EXTRAIT CHOISI:
"""

Beaucoup se rappelleront toujours cette nuit du 18 au 19 septembre 2002. Alors que le président, Laurent Gbagbo, était en visite à Rome, attendant d’être reçu par le pape, Jean-Paul II, la Côte d’Ivoire était attaquée et endeuillée par des soldats en rupture de ban réfugiés au Burkina Faso.
Partis de ce pays voisin et aidés par des mercenaires burkinabè, maliens, libériens et sierra-léonais, Ibrahim Coulibaly dit IB, Tuo Fozié, Chérif Ousmane, Koné Zakaria et d’autres, mettaient le pays à feu et à sang. Environ, 300 personnes perdirent la vie au cours de cette nuit.
Cette attaque était d’autant plus absurde que Alassane Dramane Ouattara (ADO), le patron de la rébellion, avait accepté, quelques semaines plus tôt, de faire partie du gouvernement du premier ministre, Pascal Affi N’Guessan.
La France était-elle derrière cette tentative de coup d’état ? Oui et on le sut lorsque Michèle Alliot-Marie, la ministre de la Défense, parla de guerre ivoiro-ivoirienne pour justifier le refus de son pays d’appliquer l’accord de défense le liant à Abidjan, lorsque Dominique de Villepin afficha une certaine familiarité avec les conjurés lors de sa visite à Bouaké, lorsque les discussions entre l’Etat ivoirien et les rebelles furent déplacées par le gouvernement français de Lomé à Marcoussis en France.

"""

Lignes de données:
"""

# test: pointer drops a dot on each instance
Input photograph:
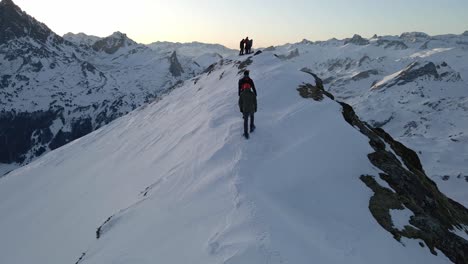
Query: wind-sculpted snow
(175, 182)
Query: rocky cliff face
(407, 187)
(53, 91)
(414, 86)
(14, 23)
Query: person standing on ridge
(242, 47)
(246, 41)
(247, 102)
(250, 45)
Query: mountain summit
(175, 182)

"""

OBJECTIFS:
a) Recopiez le passage de l'extrait sur l'attaque de septembre 2002, en commençant à "Partis de ce" et en terminant à "Pascal Affi N’Guessan.".
b) D'après l'extrait sur l'attaque de septembre 2002, combien de personnes perdirent la vie au cours de cette nuit ?

CORRIGÉ:
a)
Partis de ce pays voisin et aidés par des mercenaires burkinabè, maliens, libériens et sierra-léonais, Ibrahim Coulibaly dit IB, Tuo Fozié, Chérif Ousmane, Koné Zakaria et d’autres, mettaient le pays à feu et à sang. Environ, 300 personnes perdirent la vie au cours de cette nuit.
Cette attaque était d’autant plus absurde que Alassane Dramane Ouattara (ADO), le patron de la rébellion, avait accepté, quelques semaines plus tôt, de faire partie du gouvernement du premier ministre, Pascal Affi N’Guessan.

b) Environ 300 personnes.